About this task: In the entries below, which lines run from the one containing "Ground the guardrail post in this screenshot." to the one containing "Ground the white lane"? Copy exactly those lines, ends included, and no others.

== == ==

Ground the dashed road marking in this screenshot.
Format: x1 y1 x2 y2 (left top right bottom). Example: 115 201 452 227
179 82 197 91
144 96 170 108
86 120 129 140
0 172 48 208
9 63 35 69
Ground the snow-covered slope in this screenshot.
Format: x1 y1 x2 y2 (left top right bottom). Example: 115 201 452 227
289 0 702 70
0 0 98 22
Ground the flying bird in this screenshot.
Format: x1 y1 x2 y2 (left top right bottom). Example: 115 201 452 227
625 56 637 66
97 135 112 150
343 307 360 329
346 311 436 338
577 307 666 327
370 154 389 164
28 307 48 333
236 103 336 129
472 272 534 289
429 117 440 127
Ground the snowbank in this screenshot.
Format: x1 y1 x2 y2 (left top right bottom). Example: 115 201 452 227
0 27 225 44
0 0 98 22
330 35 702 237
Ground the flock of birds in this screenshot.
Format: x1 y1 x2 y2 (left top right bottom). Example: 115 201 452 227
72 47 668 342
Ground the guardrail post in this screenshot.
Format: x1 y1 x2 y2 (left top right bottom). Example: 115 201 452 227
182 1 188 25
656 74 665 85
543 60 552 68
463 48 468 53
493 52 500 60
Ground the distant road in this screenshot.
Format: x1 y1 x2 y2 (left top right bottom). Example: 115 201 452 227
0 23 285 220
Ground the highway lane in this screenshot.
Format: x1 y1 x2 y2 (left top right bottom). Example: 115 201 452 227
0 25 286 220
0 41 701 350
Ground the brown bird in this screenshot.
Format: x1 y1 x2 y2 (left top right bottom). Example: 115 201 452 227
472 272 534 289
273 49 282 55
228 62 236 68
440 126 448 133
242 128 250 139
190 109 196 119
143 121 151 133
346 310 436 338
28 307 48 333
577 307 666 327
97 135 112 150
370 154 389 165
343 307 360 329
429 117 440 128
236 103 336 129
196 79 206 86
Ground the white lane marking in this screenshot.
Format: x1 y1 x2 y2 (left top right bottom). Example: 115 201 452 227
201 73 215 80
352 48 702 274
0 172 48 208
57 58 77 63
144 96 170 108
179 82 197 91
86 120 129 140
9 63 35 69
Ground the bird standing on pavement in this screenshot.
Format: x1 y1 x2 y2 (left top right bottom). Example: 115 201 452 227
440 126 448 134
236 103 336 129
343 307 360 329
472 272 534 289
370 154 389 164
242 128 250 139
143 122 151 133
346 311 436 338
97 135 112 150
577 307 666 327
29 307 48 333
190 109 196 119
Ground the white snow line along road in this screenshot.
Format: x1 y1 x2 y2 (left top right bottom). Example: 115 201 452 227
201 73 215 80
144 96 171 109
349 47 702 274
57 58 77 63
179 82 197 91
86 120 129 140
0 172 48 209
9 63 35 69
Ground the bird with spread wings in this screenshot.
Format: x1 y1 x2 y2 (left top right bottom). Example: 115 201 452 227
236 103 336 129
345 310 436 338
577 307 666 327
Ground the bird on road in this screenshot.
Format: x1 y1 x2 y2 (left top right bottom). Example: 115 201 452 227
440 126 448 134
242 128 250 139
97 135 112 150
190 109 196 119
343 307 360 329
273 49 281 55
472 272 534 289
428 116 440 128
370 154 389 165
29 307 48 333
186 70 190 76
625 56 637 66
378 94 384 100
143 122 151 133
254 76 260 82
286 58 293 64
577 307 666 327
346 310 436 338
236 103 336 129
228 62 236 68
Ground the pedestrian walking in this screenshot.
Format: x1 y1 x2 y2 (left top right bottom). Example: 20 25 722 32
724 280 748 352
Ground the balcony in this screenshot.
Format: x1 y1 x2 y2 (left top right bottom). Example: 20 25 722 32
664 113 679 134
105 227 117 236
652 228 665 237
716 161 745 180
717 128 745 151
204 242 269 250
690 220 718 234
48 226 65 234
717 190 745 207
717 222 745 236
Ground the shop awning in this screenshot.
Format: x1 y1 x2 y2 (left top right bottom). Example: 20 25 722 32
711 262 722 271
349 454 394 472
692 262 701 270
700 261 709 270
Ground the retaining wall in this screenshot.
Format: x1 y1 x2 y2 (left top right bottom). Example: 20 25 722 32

== == ==

Answer to this problem:
Ground the guardrail post in this screenshot.
Format: x1 y1 x2 y2 (left top right bottom). Example: 115 201 452 227
182 1 188 25
656 74 665 85
543 60 552 68
463 48 468 53
493 52 500 60
Ground the distant road in this screenshot.
Format: x1 y1 x2 y2 (left top right bottom). Example: 115 201 452 227
0 23 285 220
Ground the highway lane in this screenshot.
Format: x1 y1 x2 y2 (left top right bottom). Example: 115 201 452 227
0 25 286 220
0 41 701 350
Ground the brown bird in this screenshot.
Format: x1 y1 x2 y2 (left top right bottom). Example: 115 201 452 227
472 272 534 289
273 49 282 55
228 62 236 68
440 126 448 133
242 128 250 139
190 109 196 119
143 121 151 133
346 310 436 338
28 307 48 333
577 307 666 327
97 135 112 150
370 154 389 165
343 307 360 329
429 117 440 128
236 103 336 129
196 79 206 86
Ground the white lane marking in this screenshot.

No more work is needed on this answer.